### Task to carry out
Below are lines of data; restate word for word those running from the line containing "negative clicks: (139, 129) (140, 142)" to the line containing "box: [0, 161, 137, 232]", inclusive, and no others.

Segment Start: Dataset extract

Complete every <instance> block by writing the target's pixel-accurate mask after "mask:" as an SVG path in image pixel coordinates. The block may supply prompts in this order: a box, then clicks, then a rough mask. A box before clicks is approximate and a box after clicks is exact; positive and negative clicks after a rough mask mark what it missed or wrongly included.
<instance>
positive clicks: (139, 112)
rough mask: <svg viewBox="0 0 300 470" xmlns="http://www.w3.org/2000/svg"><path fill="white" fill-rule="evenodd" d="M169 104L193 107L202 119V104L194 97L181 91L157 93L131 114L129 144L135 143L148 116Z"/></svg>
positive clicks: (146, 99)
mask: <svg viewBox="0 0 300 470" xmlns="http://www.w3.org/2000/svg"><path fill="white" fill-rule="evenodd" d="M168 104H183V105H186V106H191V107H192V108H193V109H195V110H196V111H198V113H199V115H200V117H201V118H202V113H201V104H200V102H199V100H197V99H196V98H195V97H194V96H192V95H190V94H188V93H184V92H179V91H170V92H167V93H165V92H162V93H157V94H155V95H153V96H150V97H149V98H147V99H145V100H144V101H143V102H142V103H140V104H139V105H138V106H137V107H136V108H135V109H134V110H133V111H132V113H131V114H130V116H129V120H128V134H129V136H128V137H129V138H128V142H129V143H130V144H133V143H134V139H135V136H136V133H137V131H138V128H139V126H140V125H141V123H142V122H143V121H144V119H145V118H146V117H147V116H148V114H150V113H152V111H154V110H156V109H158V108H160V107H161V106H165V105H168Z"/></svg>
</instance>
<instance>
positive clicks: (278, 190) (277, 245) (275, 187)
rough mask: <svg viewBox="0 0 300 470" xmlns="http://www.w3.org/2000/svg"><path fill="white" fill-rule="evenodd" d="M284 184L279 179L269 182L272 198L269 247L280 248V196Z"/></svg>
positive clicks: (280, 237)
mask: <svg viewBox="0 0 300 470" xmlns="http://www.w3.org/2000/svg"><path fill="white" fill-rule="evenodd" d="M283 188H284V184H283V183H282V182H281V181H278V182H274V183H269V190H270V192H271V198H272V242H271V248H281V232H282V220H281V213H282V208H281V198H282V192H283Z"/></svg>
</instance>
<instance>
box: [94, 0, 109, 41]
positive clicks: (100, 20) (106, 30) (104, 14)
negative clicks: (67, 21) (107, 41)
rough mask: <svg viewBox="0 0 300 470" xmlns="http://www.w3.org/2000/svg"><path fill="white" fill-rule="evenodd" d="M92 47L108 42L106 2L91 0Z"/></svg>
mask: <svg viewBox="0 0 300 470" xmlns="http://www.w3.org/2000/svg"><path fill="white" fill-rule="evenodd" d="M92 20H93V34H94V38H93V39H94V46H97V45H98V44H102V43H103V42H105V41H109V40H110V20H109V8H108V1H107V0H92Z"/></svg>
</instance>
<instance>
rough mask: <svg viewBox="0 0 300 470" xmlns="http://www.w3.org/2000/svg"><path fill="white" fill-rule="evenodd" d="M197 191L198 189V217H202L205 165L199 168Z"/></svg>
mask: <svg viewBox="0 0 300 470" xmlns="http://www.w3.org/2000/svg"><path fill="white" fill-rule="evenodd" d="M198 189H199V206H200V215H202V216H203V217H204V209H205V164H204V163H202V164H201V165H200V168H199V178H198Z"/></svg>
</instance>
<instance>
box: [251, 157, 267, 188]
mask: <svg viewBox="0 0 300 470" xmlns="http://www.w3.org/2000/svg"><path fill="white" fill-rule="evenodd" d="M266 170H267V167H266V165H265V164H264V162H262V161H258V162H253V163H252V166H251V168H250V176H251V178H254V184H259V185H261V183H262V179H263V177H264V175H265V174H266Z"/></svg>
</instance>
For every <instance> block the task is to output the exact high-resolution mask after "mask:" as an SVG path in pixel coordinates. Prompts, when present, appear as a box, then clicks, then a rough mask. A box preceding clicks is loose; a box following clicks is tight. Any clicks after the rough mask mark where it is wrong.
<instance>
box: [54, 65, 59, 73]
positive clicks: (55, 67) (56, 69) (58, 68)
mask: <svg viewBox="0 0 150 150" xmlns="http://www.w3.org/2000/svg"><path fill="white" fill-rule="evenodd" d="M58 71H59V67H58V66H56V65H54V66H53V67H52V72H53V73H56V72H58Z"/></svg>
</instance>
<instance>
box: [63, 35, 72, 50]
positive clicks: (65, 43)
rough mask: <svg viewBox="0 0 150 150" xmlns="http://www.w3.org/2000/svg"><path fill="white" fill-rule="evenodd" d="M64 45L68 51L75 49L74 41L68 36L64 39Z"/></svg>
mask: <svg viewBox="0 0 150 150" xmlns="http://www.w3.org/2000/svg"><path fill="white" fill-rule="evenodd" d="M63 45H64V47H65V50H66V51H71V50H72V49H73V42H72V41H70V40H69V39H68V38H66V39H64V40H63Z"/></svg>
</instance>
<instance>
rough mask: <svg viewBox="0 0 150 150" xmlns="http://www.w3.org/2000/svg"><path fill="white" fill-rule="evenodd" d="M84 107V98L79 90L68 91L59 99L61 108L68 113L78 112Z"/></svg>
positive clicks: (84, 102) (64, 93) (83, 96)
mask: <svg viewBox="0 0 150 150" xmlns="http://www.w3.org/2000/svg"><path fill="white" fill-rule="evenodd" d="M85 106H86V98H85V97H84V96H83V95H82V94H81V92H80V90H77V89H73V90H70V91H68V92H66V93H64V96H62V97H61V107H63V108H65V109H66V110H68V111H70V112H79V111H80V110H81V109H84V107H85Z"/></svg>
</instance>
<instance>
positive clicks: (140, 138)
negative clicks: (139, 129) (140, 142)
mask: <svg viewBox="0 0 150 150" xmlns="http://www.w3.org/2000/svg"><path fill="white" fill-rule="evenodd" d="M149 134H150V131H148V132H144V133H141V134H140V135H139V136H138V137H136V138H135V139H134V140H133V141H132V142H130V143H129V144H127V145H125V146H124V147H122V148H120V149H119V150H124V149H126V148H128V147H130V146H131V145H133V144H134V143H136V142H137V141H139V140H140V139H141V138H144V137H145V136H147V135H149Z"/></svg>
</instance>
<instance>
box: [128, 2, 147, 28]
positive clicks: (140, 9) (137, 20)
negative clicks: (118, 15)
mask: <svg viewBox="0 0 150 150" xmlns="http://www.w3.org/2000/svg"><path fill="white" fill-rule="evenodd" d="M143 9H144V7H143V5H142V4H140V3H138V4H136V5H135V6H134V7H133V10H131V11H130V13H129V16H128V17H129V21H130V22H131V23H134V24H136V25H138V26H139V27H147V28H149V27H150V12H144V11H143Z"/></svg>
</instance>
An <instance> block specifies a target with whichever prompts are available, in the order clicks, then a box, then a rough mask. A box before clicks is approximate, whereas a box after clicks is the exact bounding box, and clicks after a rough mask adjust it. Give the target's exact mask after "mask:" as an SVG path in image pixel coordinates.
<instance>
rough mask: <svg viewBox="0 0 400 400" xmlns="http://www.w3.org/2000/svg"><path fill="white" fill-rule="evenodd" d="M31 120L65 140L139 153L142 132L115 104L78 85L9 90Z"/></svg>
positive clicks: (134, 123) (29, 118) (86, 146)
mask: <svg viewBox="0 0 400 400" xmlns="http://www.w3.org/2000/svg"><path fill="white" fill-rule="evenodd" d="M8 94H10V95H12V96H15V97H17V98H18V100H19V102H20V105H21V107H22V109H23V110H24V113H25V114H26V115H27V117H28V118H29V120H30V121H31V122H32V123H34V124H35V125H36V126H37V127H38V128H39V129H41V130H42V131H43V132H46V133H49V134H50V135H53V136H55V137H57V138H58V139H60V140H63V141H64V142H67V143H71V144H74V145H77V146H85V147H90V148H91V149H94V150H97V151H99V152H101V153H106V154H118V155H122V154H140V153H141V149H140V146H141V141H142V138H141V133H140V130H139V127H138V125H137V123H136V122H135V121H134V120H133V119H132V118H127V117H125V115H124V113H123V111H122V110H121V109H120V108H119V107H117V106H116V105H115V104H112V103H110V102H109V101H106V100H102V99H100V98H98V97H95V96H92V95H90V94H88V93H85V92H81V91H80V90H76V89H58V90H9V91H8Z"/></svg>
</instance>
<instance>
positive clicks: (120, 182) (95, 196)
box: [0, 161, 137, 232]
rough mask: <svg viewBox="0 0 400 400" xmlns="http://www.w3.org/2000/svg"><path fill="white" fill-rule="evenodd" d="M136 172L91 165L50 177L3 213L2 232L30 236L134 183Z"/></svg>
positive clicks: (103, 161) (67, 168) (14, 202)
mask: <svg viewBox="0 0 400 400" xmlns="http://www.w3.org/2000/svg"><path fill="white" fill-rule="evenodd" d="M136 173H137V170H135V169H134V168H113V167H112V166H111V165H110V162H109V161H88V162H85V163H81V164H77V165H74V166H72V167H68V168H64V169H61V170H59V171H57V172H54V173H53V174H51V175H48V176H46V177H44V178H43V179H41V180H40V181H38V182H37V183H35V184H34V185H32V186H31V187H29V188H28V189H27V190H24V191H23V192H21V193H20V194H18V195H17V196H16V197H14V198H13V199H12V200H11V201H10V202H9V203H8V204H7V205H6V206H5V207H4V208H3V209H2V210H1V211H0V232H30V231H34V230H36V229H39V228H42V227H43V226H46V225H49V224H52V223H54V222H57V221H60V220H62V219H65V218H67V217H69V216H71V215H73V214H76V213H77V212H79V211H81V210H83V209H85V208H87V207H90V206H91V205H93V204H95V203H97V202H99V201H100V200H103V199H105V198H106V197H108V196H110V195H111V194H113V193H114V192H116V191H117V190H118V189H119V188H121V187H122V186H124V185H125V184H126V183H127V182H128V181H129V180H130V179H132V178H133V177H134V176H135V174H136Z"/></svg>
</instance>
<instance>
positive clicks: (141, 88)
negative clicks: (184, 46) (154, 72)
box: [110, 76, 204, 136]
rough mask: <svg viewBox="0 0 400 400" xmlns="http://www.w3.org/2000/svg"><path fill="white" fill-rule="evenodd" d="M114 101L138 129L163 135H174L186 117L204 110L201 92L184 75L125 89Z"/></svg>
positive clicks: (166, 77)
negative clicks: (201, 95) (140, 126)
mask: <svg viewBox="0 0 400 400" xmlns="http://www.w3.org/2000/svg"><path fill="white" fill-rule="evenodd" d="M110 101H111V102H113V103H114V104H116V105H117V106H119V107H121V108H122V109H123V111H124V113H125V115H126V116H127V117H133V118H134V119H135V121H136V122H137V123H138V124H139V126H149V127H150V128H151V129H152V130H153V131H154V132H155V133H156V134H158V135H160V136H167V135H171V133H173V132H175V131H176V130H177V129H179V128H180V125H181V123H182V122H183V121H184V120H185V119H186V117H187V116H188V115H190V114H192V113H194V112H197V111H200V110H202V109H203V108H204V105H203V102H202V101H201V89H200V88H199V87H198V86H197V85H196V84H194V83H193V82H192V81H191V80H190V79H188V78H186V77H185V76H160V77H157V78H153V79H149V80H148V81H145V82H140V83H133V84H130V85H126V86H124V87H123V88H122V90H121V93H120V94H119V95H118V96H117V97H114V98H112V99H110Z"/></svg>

Segment End: Dataset extract

### Solution to this task
negative clicks: (139, 129) (140, 142)
mask: <svg viewBox="0 0 150 150" xmlns="http://www.w3.org/2000/svg"><path fill="white" fill-rule="evenodd" d="M149 134H150V131H148V132H144V133H141V134H140V135H139V136H138V137H136V138H135V139H134V140H133V141H132V142H130V143H129V144H127V145H125V146H124V147H122V148H120V149H119V150H124V149H126V148H128V147H130V146H131V145H133V144H134V143H136V142H137V141H139V140H140V139H141V138H144V137H145V136H147V135H149Z"/></svg>
</instance>
<instance>
box: [128, 2, 147, 28]
positive clicks: (140, 9) (137, 20)
negative clicks: (118, 15)
mask: <svg viewBox="0 0 150 150" xmlns="http://www.w3.org/2000/svg"><path fill="white" fill-rule="evenodd" d="M143 9H144V7H143V5H142V4H140V3H138V4H136V5H135V6H134V7H133V10H131V11H130V13H129V16H128V17H129V21H130V22H131V23H134V24H136V25H138V26H139V27H147V28H149V27H150V12H144V11H143Z"/></svg>
</instance>
An <instance> block specifies a target with whichever prompts are available, in the order clicks, then a box, then a rough mask. A box before clicks is approximate, whereas a box after clicks is the exact bounding box, and clicks after a rough mask adjust it. Give the target's exact mask after "mask:" as an SVG path in image pixel coordinates.
<instance>
rough mask: <svg viewBox="0 0 400 400" xmlns="http://www.w3.org/2000/svg"><path fill="white" fill-rule="evenodd" d="M31 120L65 140L139 153L142 132L115 104L78 85L9 90Z"/></svg>
positive clicks: (134, 123) (29, 118) (86, 146)
mask: <svg viewBox="0 0 400 400" xmlns="http://www.w3.org/2000/svg"><path fill="white" fill-rule="evenodd" d="M8 94H10V95H12V96H15V97H17V98H18V100H19V102H20V105H21V107H22V109H23V110H24V113H25V114H26V115H27V117H28V118H29V120H30V121H31V122H32V123H34V124H35V125H36V126H37V127H38V128H39V129H41V130H42V131H43V132H46V133H49V134H50V135H53V136H55V137H57V138H58V139H60V140H63V141H64V142H67V143H71V144H74V145H77V146H85V147H90V148H91V149H94V150H97V151H99V152H101V153H106V154H118V155H122V154H140V153H141V149H140V146H141V141H142V138H141V133H140V130H139V127H138V125H137V123H136V122H135V121H134V120H133V119H132V118H127V117H125V115H124V113H123V111H122V110H121V109H120V108H119V107H117V106H116V105H115V104H112V103H110V102H109V101H106V100H102V99H100V98H98V97H95V96H92V95H90V94H88V93H85V92H81V91H80V90H76V89H58V90H9V91H8Z"/></svg>
</instance>
<instance>
positive clicks: (120, 182) (95, 196)
box: [0, 161, 137, 232]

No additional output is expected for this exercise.